* Selected excerpt:
** Start **
2310. Philosophy of Religion. 3. [C1<>CH] Systematically examines philosophical questions, arguments and theories arising from study of religion. Topics may include: reason and religion; the existence and nature of God; the character of religious language; and attempts to determine the authenticity of religious experience. Prerequisite: 3 hours of philosophy.

2330. Environmental Ethics. 3. [C1<>CH] Introduces students to ethical theory in environmental problem cases, and to philosophical issues in environmental philosophy. Ethical theories include natural law, utilitarianism, deontological and rights-based theories, relativism. Topics may include: conservation/preservation, resource management, pollution, overpopulation, factory farming, Leopold's land ethic, deep ecology, holism, eco-feminism. Cross listed with ENR 2330.

2345. Natural Resource Ethics. 3. [(none)<>CH, D] Introduces students to ethics in context of natural resource extraction, use, conservation, preservation, and distribution.  Ethical frameworks include teleological and deontological theories primarily applied to human needs and wants.  Concepts and applications of environmental justice are addressed, including private property, sustainability, and obligations to future generations.  Cross listed with ENR/RNEW 2345. Prerequisites:  none.

2420 [1100]. Critical Thinking. 3. [C1<>CH] Shows that argument is a skill of fundamental importance to any field of endeavor. Explains methods used in evaluating an argument. Introduces such topics as: patterns of reasoning, counterexamples, fallacies; inductive and deductive logic.
** End **
* Supplied data:
** Start **
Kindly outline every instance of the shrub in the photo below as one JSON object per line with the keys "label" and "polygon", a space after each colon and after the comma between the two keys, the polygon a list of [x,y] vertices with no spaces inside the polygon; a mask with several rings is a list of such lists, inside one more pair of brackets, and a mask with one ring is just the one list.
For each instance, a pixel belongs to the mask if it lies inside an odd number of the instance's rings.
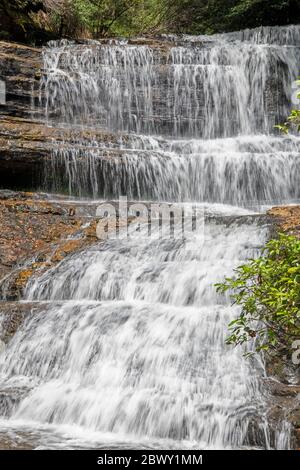
{"label": "shrub", "polygon": [[227,344],[244,344],[255,338],[256,351],[291,355],[300,339],[300,240],[280,234],[270,240],[258,259],[235,270],[235,276],[216,285],[230,292],[241,307],[229,324]]}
** End **
* To-do list:
a) Repeat the philosophy course listings word for word, everything from "2345. Natural Resource" down to "2345. Prerequisites:  none.".
b) In the philosophy course listings, what is the prerequisite for Philosophy of Religion?
c) Pick up the philosophy course listings after their last sentence and carry them on.
The lines above are separate material from the philosophy course listings.

* The results:
a)
2345. Natural Resource Ethics. 3. [(none)<>CH, D] Introduces students to ethics in context of natural resource extraction, use, conservation, preservation, and distribution.  Ethical frameworks include teleological and deontological theories primarily applied to human needs and wants.  Concepts and applications of environmental justice are addressed, including private property, sustainability, and obligations to future generations.  Cross listed with ENR/RNEW 2345. Prerequisites:  none.

b) 3 hours of philosophy.

c)
3000. Special Topics. 3 (Max. 9). [C1<>(none)] Provides undergraduates with the opportunity for in-depth discussion of seminal works in the history of philosophy or a problem in contemporary philosophy not offered in regular courses or independent study. Open to interested undergraduates from all majors. Prerequisite: 3 hours of philosophy or consent of instructor.

3100. History of Modern Philosophy: The Rationalists. 3. [C1<>(none)] Part two of the history of philosophy sequence. The second great age of philosophy absorbed the influence of the new science during the 17th and 18th centuries. People to be studied include: Descartes, Spinoza and Leibniz. Prerequisite: 3 hours of philosophy or consent of instructor.

3120. Ancient Greek Philosophy. 3. Surveying some of ancient Greek philosophy. Begins with the works of the earliest extant philosophical thinkers, the presocratics. Remainder of focus on Plato and Aristotle. Prerequisite: 3 hours of philosophy.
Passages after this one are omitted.